TEXT PASSAGE -
====

2:1 The text of a Rust program consists of modules organized into source files. The text of a source file is a sequence of lexical elements, each composed of characters, whose rules are presented in this chapter.

2.1. Character Set

2.1:1 The program text of a Rust program is written using the Unicode character set.

Syntax

2.1:2 A character is defined by this document for each cell in the coding space described by Unicode, regardless of whether or not Unicode allocates a character to that cell.

2.1:3 A whitespace character is one of the following characters:

  • 2.1:4 0x09 (horizontal tabulation)

  • 2.1:5 0x0A (new line)

  • 2.1:6 0x0B (vertical tabulation)

  • 2.1:7 0x0C (form feed)

  • 2.1:8 0x0D (carriage return)

  • 2.1:9 0x20 (space)

  • 2.1:10 0x85 (next line)

  • 2.1:11 0x200E (left-to-right mark)

  • 2.1:12 0x200F (right-to-left mark)

  • 2.1:13 0x2028 (line separator)

  • 2.1:14 0x2029 (paragraph separator)

2.1:15 A whitespace string is a string that consists of one or more whitespace characters.

2.1:16 An AsciiCharacter is any Unicode character in the range 0x00 - 0x7F, both inclusive.

Legality Rules

2.1:17 The coded representation of a character is tool-defined.

2.2. Lexical Elements, Separators, and Punctuation

Syntax

LexicalElement ::=
    Comment
  | Identifier
  | Keyword
  | Literal
  | Punctuation

Punctuation ::=
    Delimiter
  | +
  | -
  | *
  | /
  | %
  | ^
  | !
  | &
  | |
  | &&
  | ||
  | <<
  | >>
  | +=
  | -=
  | *=
  | /=
  | %=
  | ^=
  | &=
  | |=
  | <<=
  | >>=
  | =
  | ==
  | !=
  | >
  | <
  | >=
  | <=
  | @
  | _
  | .
  | ..
  | ...
  | ..=
  | ,
  | ;
  | :
  | ::
  | ->
  | =>
  | #
  | $
  | ?

Delimiter ::=
    {
  | }
  | [
  | ]
  | (
  | )

Legality Rules

2.2:1 The text of a source file is a sequence of separate lexical elements. The meaning of a program depends only on the particular sequence of lexical elements, excluding non-doc comments.

====

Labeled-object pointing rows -
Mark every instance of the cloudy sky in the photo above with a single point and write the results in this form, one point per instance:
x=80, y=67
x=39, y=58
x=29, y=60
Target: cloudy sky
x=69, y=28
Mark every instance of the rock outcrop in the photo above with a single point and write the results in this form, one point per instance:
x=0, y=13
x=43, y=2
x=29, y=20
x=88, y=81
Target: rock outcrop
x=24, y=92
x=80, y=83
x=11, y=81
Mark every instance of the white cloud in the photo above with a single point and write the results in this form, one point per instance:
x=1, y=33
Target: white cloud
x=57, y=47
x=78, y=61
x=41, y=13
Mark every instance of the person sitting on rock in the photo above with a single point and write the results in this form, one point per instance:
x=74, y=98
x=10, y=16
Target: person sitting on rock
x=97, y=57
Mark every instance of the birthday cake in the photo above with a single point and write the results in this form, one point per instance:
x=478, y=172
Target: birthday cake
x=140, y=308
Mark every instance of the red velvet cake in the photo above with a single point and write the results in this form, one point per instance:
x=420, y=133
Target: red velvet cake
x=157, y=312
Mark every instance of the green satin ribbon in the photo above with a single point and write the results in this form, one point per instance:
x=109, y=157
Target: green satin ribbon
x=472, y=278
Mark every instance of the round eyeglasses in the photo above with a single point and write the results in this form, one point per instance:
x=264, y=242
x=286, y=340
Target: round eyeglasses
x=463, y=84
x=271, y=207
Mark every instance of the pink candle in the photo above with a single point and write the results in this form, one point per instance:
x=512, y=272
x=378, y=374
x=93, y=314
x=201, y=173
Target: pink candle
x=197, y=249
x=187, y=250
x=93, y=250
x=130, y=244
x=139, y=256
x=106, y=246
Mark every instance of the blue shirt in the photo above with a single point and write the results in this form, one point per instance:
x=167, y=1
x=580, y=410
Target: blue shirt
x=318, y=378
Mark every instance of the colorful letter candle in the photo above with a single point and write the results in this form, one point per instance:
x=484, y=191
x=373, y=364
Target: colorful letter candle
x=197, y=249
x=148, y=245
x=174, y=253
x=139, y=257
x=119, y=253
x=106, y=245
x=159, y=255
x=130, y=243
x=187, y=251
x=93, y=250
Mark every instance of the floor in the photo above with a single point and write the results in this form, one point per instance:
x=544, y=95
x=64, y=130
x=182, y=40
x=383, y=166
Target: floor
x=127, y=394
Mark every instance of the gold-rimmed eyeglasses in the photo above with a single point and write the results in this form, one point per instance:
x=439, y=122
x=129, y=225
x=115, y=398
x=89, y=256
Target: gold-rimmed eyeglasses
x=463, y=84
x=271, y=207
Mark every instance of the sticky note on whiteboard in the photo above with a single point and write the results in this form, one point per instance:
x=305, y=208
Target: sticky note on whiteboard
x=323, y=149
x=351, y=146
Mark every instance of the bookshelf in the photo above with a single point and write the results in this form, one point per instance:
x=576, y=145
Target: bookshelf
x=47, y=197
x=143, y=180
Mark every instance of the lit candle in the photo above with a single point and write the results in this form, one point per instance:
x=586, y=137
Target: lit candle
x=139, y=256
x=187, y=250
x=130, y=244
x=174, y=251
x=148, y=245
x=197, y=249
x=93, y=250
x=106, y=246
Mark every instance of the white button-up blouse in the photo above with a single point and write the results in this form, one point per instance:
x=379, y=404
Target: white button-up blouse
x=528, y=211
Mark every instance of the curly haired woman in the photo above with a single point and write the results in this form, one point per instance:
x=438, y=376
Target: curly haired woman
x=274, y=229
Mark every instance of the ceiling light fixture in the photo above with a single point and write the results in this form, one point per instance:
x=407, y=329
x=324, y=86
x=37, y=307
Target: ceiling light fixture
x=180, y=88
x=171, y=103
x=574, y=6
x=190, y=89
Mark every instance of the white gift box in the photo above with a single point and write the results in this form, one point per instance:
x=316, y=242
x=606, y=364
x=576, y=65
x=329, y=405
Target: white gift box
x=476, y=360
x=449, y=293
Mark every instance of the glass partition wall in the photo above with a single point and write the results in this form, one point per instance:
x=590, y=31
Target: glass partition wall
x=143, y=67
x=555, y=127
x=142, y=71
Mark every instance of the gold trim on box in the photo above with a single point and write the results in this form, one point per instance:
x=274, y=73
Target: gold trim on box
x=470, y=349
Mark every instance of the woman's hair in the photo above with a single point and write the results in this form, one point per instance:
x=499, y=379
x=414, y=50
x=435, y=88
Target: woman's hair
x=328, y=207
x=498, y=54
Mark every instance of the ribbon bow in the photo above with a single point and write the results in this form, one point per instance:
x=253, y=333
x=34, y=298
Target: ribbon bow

====

TASK INSTRUCTIONS -
[A] Reproduce the Rust lexical rules passage word for word, from "2.1:15 A whitespace" to "0x7F, both inclusive.".
[B] In the Rust lexical rules passage, list every option that the LexicalElement rule allows.

TASK RESULTS -
[A]
2.1:15 A whitespace string is a string that consists of one or more whitespace characters.

2.1:16 An AsciiCharacter is any Unicode character in the range 0x00 - 0x7F, both inclusive.

[B]
Comment
Identifier
Keyword
Literal
Punctuation